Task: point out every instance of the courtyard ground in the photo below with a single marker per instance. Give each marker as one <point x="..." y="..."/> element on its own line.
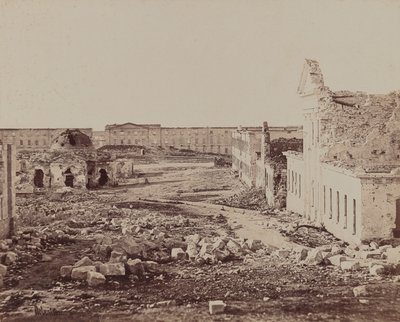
<point x="162" y="210"/>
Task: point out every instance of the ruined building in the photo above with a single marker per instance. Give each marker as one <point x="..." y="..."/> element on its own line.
<point x="257" y="157"/>
<point x="7" y="190"/>
<point x="348" y="177"/>
<point x="33" y="138"/>
<point x="71" y="161"/>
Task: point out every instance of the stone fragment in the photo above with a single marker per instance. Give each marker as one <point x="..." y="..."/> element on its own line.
<point x="94" y="278"/>
<point x="375" y="254"/>
<point x="192" y="251"/>
<point x="3" y="269"/>
<point x="65" y="271"/>
<point x="46" y="258"/>
<point x="10" y="258"/>
<point x="373" y="245"/>
<point x="393" y="255"/>
<point x="233" y="247"/>
<point x="377" y="270"/>
<point x="112" y="269"/>
<point x="315" y="257"/>
<point x="360" y="291"/>
<point x="85" y="261"/>
<point x="151" y="267"/>
<point x="350" y="265"/>
<point x="117" y="257"/>
<point x="135" y="266"/>
<point x="80" y="273"/>
<point x="283" y="253"/>
<point x="254" y="244"/>
<point x="131" y="246"/>
<point x="302" y="254"/>
<point x="178" y="254"/>
<point x="336" y="260"/>
<point x="216" y="307"/>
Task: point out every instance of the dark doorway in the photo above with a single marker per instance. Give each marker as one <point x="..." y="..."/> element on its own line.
<point x="103" y="177"/>
<point x="69" y="178"/>
<point x="38" y="178"/>
<point x="396" y="231"/>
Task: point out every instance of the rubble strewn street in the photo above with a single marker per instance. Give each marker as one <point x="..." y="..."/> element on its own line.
<point x="193" y="250"/>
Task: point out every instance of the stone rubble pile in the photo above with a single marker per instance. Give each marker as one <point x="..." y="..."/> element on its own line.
<point x="377" y="260"/>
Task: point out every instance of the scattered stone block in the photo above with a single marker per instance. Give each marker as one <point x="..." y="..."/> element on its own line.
<point x="393" y="255"/>
<point x="117" y="257"/>
<point x="10" y="258"/>
<point x="135" y="266"/>
<point x="80" y="273"/>
<point x="360" y="291"/>
<point x="377" y="270"/>
<point x="112" y="269"/>
<point x="314" y="257"/>
<point x="216" y="307"/>
<point x="254" y="244"/>
<point x="350" y="265"/>
<point x="233" y="247"/>
<point x="94" y="278"/>
<point x="65" y="271"/>
<point x="151" y="267"/>
<point x="178" y="254"/>
<point x="375" y="254"/>
<point x="336" y="260"/>
<point x="3" y="269"/>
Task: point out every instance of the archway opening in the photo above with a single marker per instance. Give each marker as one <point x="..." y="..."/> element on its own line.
<point x="38" y="178"/>
<point x="69" y="178"/>
<point x="103" y="177"/>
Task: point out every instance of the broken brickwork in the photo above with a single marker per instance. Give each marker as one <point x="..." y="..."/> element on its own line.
<point x="71" y="161"/>
<point x="349" y="175"/>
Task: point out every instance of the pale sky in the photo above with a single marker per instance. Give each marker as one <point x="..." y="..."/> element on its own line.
<point x="88" y="63"/>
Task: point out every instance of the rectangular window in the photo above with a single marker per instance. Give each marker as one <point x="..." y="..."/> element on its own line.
<point x="345" y="211"/>
<point x="354" y="217"/>
<point x="338" y="206"/>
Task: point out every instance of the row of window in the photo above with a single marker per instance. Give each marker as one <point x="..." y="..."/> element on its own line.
<point x="341" y="204"/>
<point x="294" y="183"/>
<point x="165" y="132"/>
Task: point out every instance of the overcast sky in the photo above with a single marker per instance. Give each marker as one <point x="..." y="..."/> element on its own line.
<point x="87" y="63"/>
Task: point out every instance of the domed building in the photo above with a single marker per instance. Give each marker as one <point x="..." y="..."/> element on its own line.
<point x="72" y="161"/>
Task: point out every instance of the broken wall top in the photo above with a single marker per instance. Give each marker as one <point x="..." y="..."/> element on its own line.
<point x="72" y="139"/>
<point x="356" y="129"/>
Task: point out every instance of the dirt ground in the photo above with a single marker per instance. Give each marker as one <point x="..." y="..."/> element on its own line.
<point x="181" y="199"/>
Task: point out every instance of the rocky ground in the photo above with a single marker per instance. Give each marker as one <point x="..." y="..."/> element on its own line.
<point x="161" y="249"/>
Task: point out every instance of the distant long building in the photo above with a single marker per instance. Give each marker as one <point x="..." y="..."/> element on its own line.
<point x="201" y="139"/>
<point x="33" y="138"/>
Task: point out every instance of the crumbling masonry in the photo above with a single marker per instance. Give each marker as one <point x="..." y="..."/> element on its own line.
<point x="348" y="177"/>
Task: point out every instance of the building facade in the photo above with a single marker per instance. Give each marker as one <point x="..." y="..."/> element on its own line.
<point x="348" y="177"/>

Challenge:
Starting at the line that contains "Task: point out every instance of the crumbling", print every line through the end of the listing, word for word. Leave out all the rest.

Correct answer:
Task: point out every instance of the crumbling masonry in the photo above with a single marker per instance. Give each marker as one <point x="..." y="..."/> element on its own line.
<point x="348" y="177"/>
Task: point out every instance of the building facade in the photo above with a single marker per instance. Give each marker as one <point x="..." y="..."/> element on its own line.
<point x="348" y="177"/>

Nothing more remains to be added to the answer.